**TO DO**
The output must match the entries below exactly.

**Stored items**
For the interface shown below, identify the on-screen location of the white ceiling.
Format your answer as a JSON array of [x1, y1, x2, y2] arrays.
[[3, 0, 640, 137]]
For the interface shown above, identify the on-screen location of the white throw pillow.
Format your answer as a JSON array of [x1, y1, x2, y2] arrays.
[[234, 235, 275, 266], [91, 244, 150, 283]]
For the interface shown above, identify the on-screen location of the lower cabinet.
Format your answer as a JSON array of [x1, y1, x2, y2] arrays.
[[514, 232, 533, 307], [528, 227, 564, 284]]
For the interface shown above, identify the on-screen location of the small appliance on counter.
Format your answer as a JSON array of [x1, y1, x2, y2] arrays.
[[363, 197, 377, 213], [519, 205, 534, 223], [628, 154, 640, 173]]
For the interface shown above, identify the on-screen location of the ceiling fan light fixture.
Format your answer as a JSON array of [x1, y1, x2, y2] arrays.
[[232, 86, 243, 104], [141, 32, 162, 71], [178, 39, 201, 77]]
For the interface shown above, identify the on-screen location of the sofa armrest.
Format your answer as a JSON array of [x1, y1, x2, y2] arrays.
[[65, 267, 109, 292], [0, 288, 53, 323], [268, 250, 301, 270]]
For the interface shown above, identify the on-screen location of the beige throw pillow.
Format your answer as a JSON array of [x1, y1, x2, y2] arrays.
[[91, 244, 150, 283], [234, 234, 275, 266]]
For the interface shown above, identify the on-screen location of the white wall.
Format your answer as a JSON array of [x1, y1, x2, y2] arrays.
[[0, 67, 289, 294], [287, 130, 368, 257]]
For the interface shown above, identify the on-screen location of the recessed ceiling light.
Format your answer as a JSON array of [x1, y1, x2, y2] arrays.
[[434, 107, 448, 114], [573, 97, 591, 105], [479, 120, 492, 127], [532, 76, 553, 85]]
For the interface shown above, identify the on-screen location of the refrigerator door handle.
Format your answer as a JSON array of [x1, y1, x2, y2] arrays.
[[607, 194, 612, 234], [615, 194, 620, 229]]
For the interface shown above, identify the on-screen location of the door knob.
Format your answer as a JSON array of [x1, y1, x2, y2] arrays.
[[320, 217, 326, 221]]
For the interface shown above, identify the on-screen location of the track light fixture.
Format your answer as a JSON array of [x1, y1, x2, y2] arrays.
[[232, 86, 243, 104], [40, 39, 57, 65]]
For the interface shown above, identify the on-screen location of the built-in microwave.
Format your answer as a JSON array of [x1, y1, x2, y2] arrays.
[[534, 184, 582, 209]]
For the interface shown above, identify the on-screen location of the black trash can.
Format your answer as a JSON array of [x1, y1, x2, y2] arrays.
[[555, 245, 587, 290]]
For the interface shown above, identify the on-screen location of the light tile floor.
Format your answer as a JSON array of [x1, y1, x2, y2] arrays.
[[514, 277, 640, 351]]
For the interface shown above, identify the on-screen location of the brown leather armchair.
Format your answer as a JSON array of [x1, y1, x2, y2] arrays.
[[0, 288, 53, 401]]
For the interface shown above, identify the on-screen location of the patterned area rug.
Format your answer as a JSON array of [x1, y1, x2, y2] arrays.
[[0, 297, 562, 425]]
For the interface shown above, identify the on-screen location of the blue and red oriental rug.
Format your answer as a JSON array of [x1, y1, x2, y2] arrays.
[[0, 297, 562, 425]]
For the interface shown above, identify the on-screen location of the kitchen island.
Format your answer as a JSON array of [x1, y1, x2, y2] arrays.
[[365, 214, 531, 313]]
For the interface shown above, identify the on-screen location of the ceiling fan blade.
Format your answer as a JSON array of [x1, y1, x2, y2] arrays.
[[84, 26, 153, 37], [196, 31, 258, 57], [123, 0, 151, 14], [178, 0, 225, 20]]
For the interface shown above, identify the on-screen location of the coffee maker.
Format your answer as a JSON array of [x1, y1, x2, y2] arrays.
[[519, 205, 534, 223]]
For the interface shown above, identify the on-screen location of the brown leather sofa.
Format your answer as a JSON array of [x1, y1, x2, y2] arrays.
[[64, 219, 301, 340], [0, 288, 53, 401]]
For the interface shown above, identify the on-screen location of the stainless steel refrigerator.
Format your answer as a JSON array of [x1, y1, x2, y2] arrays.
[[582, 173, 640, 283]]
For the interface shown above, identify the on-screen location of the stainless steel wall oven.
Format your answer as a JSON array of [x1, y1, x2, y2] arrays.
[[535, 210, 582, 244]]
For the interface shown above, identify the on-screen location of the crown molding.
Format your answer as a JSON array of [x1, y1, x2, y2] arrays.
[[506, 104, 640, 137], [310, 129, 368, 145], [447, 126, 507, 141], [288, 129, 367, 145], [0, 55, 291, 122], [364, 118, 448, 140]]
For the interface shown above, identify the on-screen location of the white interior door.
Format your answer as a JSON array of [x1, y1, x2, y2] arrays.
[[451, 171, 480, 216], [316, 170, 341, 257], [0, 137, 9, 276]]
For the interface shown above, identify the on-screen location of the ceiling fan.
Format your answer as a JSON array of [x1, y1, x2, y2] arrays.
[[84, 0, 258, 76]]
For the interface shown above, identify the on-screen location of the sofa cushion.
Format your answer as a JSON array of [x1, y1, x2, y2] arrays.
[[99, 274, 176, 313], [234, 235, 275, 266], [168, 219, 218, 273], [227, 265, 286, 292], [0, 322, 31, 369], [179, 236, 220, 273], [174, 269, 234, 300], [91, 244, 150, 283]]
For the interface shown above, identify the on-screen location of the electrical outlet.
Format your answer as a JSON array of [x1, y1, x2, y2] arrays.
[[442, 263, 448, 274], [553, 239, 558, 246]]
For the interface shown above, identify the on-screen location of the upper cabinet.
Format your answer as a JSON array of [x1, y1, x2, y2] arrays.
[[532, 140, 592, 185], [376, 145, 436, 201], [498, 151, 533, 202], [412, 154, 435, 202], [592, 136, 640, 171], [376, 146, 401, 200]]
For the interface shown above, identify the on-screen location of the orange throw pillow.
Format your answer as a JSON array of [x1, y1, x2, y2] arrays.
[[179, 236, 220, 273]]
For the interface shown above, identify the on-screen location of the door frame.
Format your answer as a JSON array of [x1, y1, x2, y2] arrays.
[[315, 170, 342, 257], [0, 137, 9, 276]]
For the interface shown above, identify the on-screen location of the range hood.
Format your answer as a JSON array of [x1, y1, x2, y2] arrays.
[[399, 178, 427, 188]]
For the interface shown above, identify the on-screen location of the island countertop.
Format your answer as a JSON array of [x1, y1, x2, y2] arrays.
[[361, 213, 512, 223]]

**SOLUTION**
For the interface shown below, identify the on-screen location of the white ceiling.
Format your answer as a JSON array of [x1, y1, x2, y2] arrays.
[[3, 0, 640, 137]]
For the interface shown above, identify the on-screen location of the white throw pillow.
Format your answer as a JSON array of [x1, y1, x2, y2] arrays.
[[234, 235, 275, 266], [91, 244, 150, 283]]
For the interface shown above, identify the on-screen location of the lower cabinet.
Format your answer as a JSON array of [x1, y1, x2, y2] arrays.
[[514, 232, 533, 307], [528, 227, 564, 284]]
For the interface shown above, identify the on-screen location of the small appliance on counter.
Format your answer as a JSON array of [x1, y1, x2, y2] arrays.
[[363, 197, 377, 213], [519, 205, 534, 223], [628, 154, 640, 173]]
For the interface shown above, identify the on-screen location of the ceiling fan light fixture.
Format your answer as a JSON array of [x1, y1, x2, y2] arrays.
[[232, 86, 243, 104], [141, 32, 162, 71], [178, 39, 201, 77]]
For the interface shown above, identify the on-screen location of the sofa armrest.
Format your answer as a JSON array of [x1, y1, x2, y2] arrays.
[[65, 267, 109, 292], [0, 288, 53, 323], [268, 250, 301, 270]]
For the interface shown above, identify the on-screen location of the beige throw pillow.
Format your answer as a JSON array of [x1, y1, x2, y2] arrays.
[[91, 244, 150, 283], [234, 234, 275, 266]]
For the interface shown above, identify the on-screen location of the white wall.
Format your answer as a JSON array of [x1, y1, x2, y2] arrays.
[[0, 67, 289, 294], [287, 130, 368, 257]]
For the interface shown above, identify the on-screen location of the recessed ceiling light.
Format your answer as a JSON array of [x1, y1, x2, y2] arrays.
[[434, 107, 448, 114], [573, 97, 591, 105], [479, 120, 492, 127], [532, 76, 553, 85]]
For the interface shown above, identify the on-screen location of the refrigerator door handle.
Format your answer as a JSON array of [x1, y1, x2, y2] arrays.
[[607, 194, 612, 234], [615, 194, 620, 229]]
For the interface shown above, identify the on-screen location of the door knob.
Format your answer as a JSON array of [x1, y1, x2, y2] arrays.
[[320, 217, 326, 221]]
For the interface shown above, identify the on-screen location of the track light fixture.
Format your answer as a JSON array of [x1, y1, x2, y2] arrays.
[[232, 86, 243, 104], [40, 39, 57, 65]]
For the interface shown above, identify the on-screen location of the built-in microwave.
Format your answer as a JSON array of [x1, y1, x2, y2] arrays.
[[534, 184, 582, 209]]
For the interface shown above, identify the on-screen location of the black trash can.
Format your answer as a JSON array of [x1, y1, x2, y2] arrays.
[[555, 245, 587, 290]]
For the interface shown above, identify the on-screen location of the light tile floor.
Format your answer as a JSON array of [x1, y1, x2, y2] arrays.
[[514, 277, 640, 351]]
For the interface shown above, identify the on-screen location of the brown leather armchair.
Format your answer as a JSON array of [x1, y1, x2, y2] arrays.
[[0, 288, 53, 401]]
For the interface shown above, identify the on-screen location of the patterned area rug.
Format your answer as a JSON array of [x1, y1, x2, y2] arrays.
[[0, 297, 562, 425]]
For the interface shown above, identify the on-screen location of the blue and red oriental rug.
Format your answer as a JSON array of [x1, y1, x2, y2] arrays.
[[0, 297, 562, 425]]
For the interface shown above, identify the on-screen location of the kitchen island.
Format your answer as a JSON array of [x1, y1, x2, y2] arrays.
[[365, 214, 531, 313]]
For the interface shown above, identify the on-screen location of the ceiling fan blade.
Format your answer as a JSON array of [x1, y1, x2, y2] arrays.
[[84, 26, 153, 37], [196, 31, 258, 57], [123, 0, 151, 14], [178, 0, 225, 20]]
For the interface shown above, identify the on-screen location of the coffee maker.
Format your answer as a JSON array of [x1, y1, x2, y2] arrays.
[[519, 205, 534, 223]]
For the interface shown above, identify the on-screen location of the brown leather sofa.
Format your answer as a JSON array of [x1, y1, x2, y2] arrays.
[[64, 219, 301, 340], [0, 288, 53, 401]]
For the interface shown above, identify the on-screen location of the stainless steel refrigerator.
Format your answer as a JSON array of [x1, y1, x2, y2] arrays.
[[582, 173, 640, 283]]
For the interface shown above, identify the on-screen location of the stainless steel wall oven.
Format your answer as a JSON array of [x1, y1, x2, y2] arrays.
[[535, 210, 582, 244]]
For the interface shown above, identify the on-screen location of the crown molding.
Format your answer as a JSON array of [x1, y1, x2, y2] arrays.
[[506, 104, 640, 137], [310, 129, 368, 145], [447, 126, 507, 141], [288, 129, 367, 145], [0, 55, 291, 122], [364, 118, 448, 140]]
For the interface shown above, identify the on-screen location of the white interior door.
Format your answer as a JSON array of [x1, y1, x2, y2] arrays.
[[451, 171, 480, 216], [316, 170, 341, 257], [0, 137, 9, 276]]
For the interface shown above, identify the on-screen location of the ceiling fan.
Format your answer as a JSON array of [x1, y1, x2, y2] arrays.
[[84, 0, 258, 76]]
For the interface shown above, identify the on-screen location of the sofa cushion.
Format your answer as a JSON array of [x1, y1, x2, y2] arrays.
[[99, 274, 176, 313], [234, 235, 275, 266], [168, 219, 218, 273], [227, 265, 286, 292], [0, 322, 31, 369], [179, 236, 220, 273], [174, 269, 234, 300], [91, 244, 150, 283]]
For the interface shown above, identify the on-screen location of the electrical outlet.
Format your answer as a JSON array of [x1, y1, x2, y2] arrays.
[[442, 263, 448, 274], [553, 239, 558, 246]]
For the interface shown above, identify the on-screen location of the upper cabinet.
Format your answer as a JSON array of [x1, y1, x2, y2] arrays.
[[532, 140, 592, 185], [376, 145, 436, 201], [498, 151, 533, 202], [412, 154, 435, 202], [592, 136, 640, 171], [376, 146, 401, 200]]
For the interface shown above, identify the on-screen location of the orange throw pillow.
Format your answer as a JSON array of [x1, y1, x2, y2] arrays.
[[179, 236, 220, 273]]
For the interface shown above, identify the on-screen location of the door frame.
Format your answer as a JSON array of [x1, y1, x2, y2] arrays.
[[315, 170, 342, 257], [0, 137, 9, 276]]
For the interface shown above, identify the on-screen location of the range hood.
Format your answer as a JSON array of [x1, y1, x2, y2] arrays.
[[399, 178, 427, 188]]
For the interface shown above, identify the on-screen location of the island countertop.
Format your answer as a JSON array of [x1, y1, x2, y2] arrays.
[[361, 213, 512, 223]]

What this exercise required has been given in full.